[begin Data extract]

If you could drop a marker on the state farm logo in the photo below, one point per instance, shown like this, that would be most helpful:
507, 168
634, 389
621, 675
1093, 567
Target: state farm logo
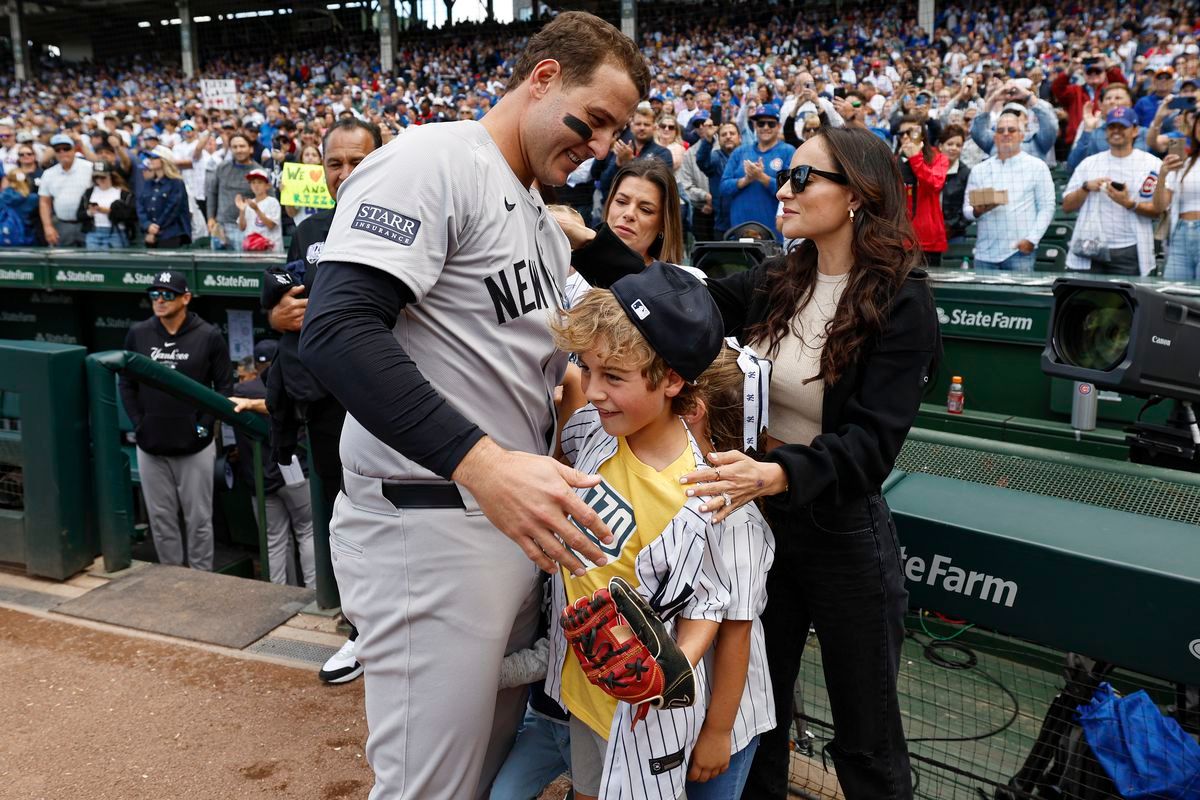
985, 319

[end Data extract]

▶ Written instruction
Rewrite the material with every "logo" replaced by "emblem", leaving everything else the same. Omit the pictures.

▶ Answer to the task
If you could drop a marker on the state farm emblem in the photo below, one point per instance, shown like this, that would be most helpful:
507, 168
634, 389
621, 675
1093, 567
Target: state farm emblem
985, 319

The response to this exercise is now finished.